Instructions for the task. List every abbreviation that the excerpt below on genome sequencing data analysis spells out in full, giving each with its full form.

Selected extract.
»»
Kong analyzes WGS data generated from families of people with rare genetic and neurodevelopmental disorders, and combines this information with metabolomics and transcriptomics data. “There is no publicly available tool for the research I am performing, so I sometimes have to develop my own tools to perform some types of research,” he says, noting that this isn’t uncommon among researchers performing WGS analysis. “Some collaborate with bioinformatics researchers to develop their own software, and to help answer their questions.”

The generation gap

The data-analysis challenges that scientists face can differ depending on whether their data derives from second- versus third-generation WGS (the latter produces longer sequence reads). “For second-generation WGS data, the biggest challenge is the speed of mapping and variants calling,” especially for large population data, says Zhuo Song, CTO and co-founder of Genetalks Biotech. Song uses “BWA+GATK” to analyze second-generation WGS data. BWA (Burrows-Wheeler Aligner) is software that maps sequence reads against a large reference genome.² GATK (Genome Analysis Toolkit), widely used software that includes variant discovery, was developed by the Data Sciences Platform at the Broad Institute at MIT and Harvard University.³

Song solves the speed problem with computing acceleration. “We speed up the software with a home-brewed FPGA acceleration chip, like DRAGEN from Edico Genome does,” he says. The DRAGEN (Dynamic Read Analysis for GENomics) Bio-IT Platform⁴ speeds analysis of NGS data, from hours to minutes, using field programmable gate array (FPGA) technology. Last year, Illumina acquired the start-up Edico Genome to incorporate DRAGEN into Illumina’s genomic data-analysis tools. In September 2019, Illumina and the Broad Institute announced a collaboration to create open-source analysis software that combines the strengths of both DRAGEN and GATK.

Analysis of third-generation WGS data faces “growing pains,” in that the algorithms used to assemble its long sequence reads are still under active development. “The biggest challenge is to keep third-generation WGS analysis results updated,” says Song. “Researchers may have to recalculate or combine their data with different algorithms.” He uses two types of software for assembling third-generation WGS data: wtdbg2⁵ and CANU⁶. “Among them, wtdbg2 is new and fast, and CANU is older but widely used,” says Song.

In the cloud

As WGS becomes feasible in clinical research and even therapeutics, there is an increasing need to reduce both the cost and the time of analysis. One solution is using cloud computing for the massive calculations needed for WGS analysis. Song and colleagues recently published a system to do this called GT-WGS⁷, which won first place in the high performance genomics computing competition held by the International Congress of Genomics. GT-WGS returns results in minutes with accuracy comparable to the well-known GATK. It takes advantage of the dynamic pricing of Amazon Web Services (AWS) to reduce the cost of large-scale WGS analysis dramatically.

Song and colleagues have developed parallel cloud computing versions of their chosen analysis solutions. The FPGA-based acceleration system, GTX.one, replaces BWA+GATK for analysis of second-generation WGS data, and a parallel cloud-computing version of CANU is used for third-generation WGS data. They also developed GTX.Zip (also called GTZ)⁸ to help researchers with large-scale population WGS data analysis, after observing people “trying to re-invent the wheel” in computing, compressing, and transporting WGS data, says Song. GTZ is a compression and cloud transmission tool with a particularly high compression rate for genetic data, using FASTQ files (a common file format for NGS data).

“The good news is that with the increasing volume of data, problems related to scale will be overcome soon enough,” says Song. “Bioinformatics combined with high-performance computing is the future.”
««
Data supplied.
»»
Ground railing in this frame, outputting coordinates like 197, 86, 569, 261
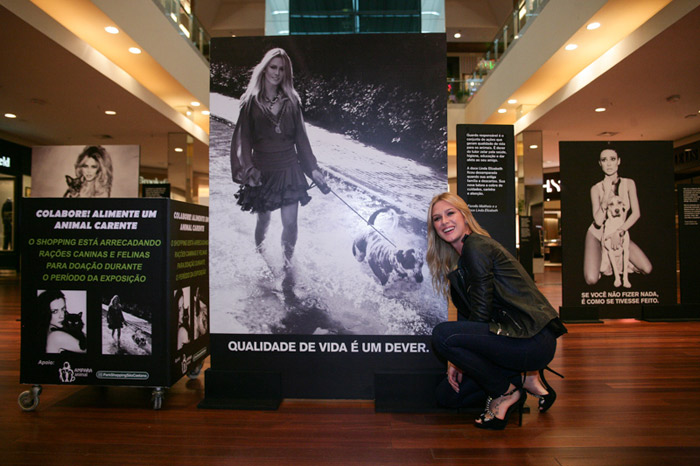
469, 0, 549, 97
153, 0, 211, 61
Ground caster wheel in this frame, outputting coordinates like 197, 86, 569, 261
151, 387, 165, 410
187, 364, 202, 379
17, 390, 39, 411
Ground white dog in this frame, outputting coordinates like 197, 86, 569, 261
602, 196, 632, 288
352, 208, 423, 285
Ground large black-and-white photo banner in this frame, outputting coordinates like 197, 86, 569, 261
559, 141, 677, 317
210, 34, 447, 397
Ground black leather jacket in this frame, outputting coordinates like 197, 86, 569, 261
448, 233, 567, 338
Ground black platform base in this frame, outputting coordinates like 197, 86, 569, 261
642, 304, 700, 322
374, 370, 445, 413
559, 306, 603, 324
197, 369, 282, 410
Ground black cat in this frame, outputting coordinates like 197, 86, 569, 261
63, 175, 85, 197
60, 311, 87, 350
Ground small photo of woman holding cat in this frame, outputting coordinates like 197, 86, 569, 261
37, 290, 87, 354
31, 145, 140, 199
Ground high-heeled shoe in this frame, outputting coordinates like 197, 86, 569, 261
528, 366, 564, 413
474, 387, 527, 430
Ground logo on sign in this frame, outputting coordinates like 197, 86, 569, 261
542, 179, 561, 193
58, 361, 75, 383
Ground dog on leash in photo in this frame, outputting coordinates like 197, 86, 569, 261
603, 196, 632, 288
352, 207, 423, 286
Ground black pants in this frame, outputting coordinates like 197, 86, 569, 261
433, 321, 557, 400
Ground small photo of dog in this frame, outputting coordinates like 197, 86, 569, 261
603, 196, 632, 288
352, 207, 424, 286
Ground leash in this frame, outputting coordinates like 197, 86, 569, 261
311, 181, 398, 249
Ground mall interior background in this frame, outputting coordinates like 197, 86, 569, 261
0, 0, 700, 267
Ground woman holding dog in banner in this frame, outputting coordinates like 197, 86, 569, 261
583, 149, 652, 285
231, 48, 327, 267
426, 192, 567, 430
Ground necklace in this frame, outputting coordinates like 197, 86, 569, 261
263, 91, 280, 111
262, 102, 287, 134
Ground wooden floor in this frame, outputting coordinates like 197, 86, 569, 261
0, 270, 700, 466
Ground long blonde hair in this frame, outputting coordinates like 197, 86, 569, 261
241, 47, 301, 109
425, 192, 491, 298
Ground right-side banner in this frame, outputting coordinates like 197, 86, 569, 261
559, 141, 677, 318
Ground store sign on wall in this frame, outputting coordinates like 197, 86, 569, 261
542, 172, 561, 201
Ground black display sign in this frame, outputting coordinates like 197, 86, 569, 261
457, 125, 516, 256
678, 184, 700, 304
141, 183, 170, 198
20, 199, 209, 387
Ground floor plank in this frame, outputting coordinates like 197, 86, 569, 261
0, 268, 700, 466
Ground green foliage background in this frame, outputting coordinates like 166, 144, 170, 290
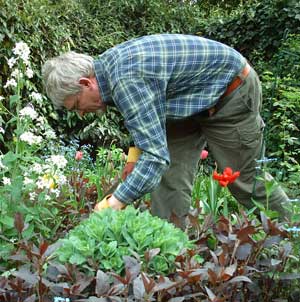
0, 0, 300, 182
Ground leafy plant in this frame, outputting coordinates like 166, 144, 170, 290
56, 206, 192, 273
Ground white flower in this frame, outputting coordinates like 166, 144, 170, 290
13, 41, 30, 64
29, 192, 37, 201
2, 177, 11, 185
20, 131, 43, 145
7, 57, 17, 68
45, 129, 56, 139
11, 68, 23, 78
25, 67, 33, 79
4, 79, 17, 88
57, 174, 67, 185
47, 155, 68, 169
29, 92, 43, 101
24, 177, 33, 185
20, 106, 38, 120
0, 154, 6, 169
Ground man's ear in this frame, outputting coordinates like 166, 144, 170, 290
78, 78, 92, 87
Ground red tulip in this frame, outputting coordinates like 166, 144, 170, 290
200, 150, 208, 159
213, 167, 240, 187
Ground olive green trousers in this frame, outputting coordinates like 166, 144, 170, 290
151, 69, 288, 225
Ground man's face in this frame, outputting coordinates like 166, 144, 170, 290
64, 78, 106, 116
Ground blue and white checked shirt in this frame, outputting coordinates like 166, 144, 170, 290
94, 34, 246, 204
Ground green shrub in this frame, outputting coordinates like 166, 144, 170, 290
55, 206, 192, 273
203, 0, 300, 60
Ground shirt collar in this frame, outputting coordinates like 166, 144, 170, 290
94, 59, 112, 104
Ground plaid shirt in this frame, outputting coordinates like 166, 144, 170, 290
94, 34, 246, 203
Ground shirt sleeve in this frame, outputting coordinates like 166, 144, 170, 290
113, 79, 170, 204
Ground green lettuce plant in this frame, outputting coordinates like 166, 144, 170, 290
55, 206, 193, 274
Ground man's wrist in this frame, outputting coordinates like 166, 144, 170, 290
108, 195, 126, 210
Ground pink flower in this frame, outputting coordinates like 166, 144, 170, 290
75, 151, 83, 160
200, 150, 208, 159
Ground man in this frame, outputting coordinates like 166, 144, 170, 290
43, 34, 287, 226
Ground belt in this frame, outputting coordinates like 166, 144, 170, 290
221, 63, 251, 98
207, 63, 251, 116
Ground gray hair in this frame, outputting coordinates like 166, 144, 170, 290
42, 51, 95, 108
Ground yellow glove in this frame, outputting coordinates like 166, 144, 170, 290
122, 147, 142, 180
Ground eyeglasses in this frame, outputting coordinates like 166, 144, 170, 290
69, 93, 80, 112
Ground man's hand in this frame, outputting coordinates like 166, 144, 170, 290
122, 147, 141, 180
94, 194, 126, 212
122, 162, 135, 180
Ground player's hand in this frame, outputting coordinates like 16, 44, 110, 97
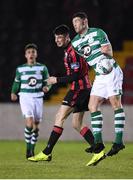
11, 93, 18, 101
46, 76, 57, 85
42, 86, 49, 93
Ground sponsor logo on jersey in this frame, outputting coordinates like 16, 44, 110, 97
65, 52, 68, 59
71, 62, 80, 69
28, 77, 37, 87
80, 44, 91, 58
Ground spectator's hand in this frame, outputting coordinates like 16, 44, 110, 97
42, 86, 49, 93
11, 93, 18, 101
46, 76, 57, 85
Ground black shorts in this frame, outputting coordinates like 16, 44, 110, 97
62, 88, 91, 113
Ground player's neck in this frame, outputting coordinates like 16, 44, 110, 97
80, 27, 88, 37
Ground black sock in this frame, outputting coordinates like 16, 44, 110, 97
43, 126, 63, 155
80, 127, 94, 145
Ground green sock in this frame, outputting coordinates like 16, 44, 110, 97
91, 111, 103, 143
114, 108, 125, 144
24, 127, 32, 150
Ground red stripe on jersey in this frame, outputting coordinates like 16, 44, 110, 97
53, 126, 63, 134
79, 79, 84, 89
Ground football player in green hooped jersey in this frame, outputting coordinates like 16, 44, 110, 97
72, 12, 125, 166
11, 44, 50, 158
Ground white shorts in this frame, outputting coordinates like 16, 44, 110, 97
91, 66, 123, 99
19, 95, 43, 122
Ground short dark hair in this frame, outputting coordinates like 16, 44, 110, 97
72, 12, 88, 19
53, 24, 70, 35
24, 43, 38, 51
««
Final answer.
- BWA: Burrows-Wheeler Aligner
- GATK: Genome Analysis Toolkit
- DRAGEN: Dynamic Read Analysis for GENomics
- FPGA: field programmable gate array
- AWS: Amazon Web Services